> [The task] Reproduce the material verbatim, everything from the line containing "Objective - one point per instance of the red drumstick" down to the end of the material, including both of those lines.

+---+

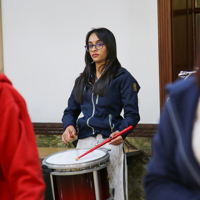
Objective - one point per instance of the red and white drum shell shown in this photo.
(79, 180)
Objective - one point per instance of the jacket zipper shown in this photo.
(110, 122)
(181, 146)
(93, 110)
(77, 125)
(97, 99)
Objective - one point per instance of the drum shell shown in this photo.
(74, 182)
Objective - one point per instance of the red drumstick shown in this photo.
(106, 141)
(71, 135)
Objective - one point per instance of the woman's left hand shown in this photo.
(117, 141)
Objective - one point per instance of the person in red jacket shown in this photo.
(20, 171)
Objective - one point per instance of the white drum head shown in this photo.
(66, 160)
(68, 157)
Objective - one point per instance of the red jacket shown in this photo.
(20, 171)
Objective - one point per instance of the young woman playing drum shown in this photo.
(101, 91)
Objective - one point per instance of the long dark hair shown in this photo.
(89, 73)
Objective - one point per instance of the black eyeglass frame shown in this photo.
(87, 49)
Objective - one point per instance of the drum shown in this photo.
(79, 180)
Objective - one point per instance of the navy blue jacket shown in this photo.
(102, 114)
(173, 172)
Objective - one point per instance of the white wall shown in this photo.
(44, 49)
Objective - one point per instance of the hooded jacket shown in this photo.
(102, 114)
(173, 171)
(20, 170)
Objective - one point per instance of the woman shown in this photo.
(100, 93)
(174, 169)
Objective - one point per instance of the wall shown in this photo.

+---+

> [Answer for the task]
Objective - one point per instance of the red drumstick shown in this photo.
(106, 141)
(71, 135)
Objective - one point per instance of the woman's left hand shown in this photo.
(117, 141)
Objective - one point per instance of the person in red jacket shown in this photo.
(20, 171)
Objective - one point per instance of the white drum head shown in this photo.
(66, 160)
(68, 157)
Objective - one point per instance of the red jacket shown in this photo.
(20, 171)
Objective - one point per instance of the young woman playing drum shown in this photo.
(101, 91)
Objective - one point per instance of the long dark hair shown in this photo.
(89, 73)
Objective - one point per instance of the black eyeglass frame shown in this photo.
(87, 49)
Objective - one point per instance of the drum shown in this photo.
(79, 180)
Objective - one point per instance of the navy blue jacket shown in this photo.
(102, 114)
(173, 172)
Objective - one point per instance of the white wall shown in this photo.
(44, 49)
Objective - one point per instance of the hooded jacket shown in this photo.
(102, 114)
(173, 171)
(20, 170)
Objective - one point per instance of the woman shown in this photo.
(100, 93)
(174, 169)
Objective - one point per instance of the wall shown in this photo.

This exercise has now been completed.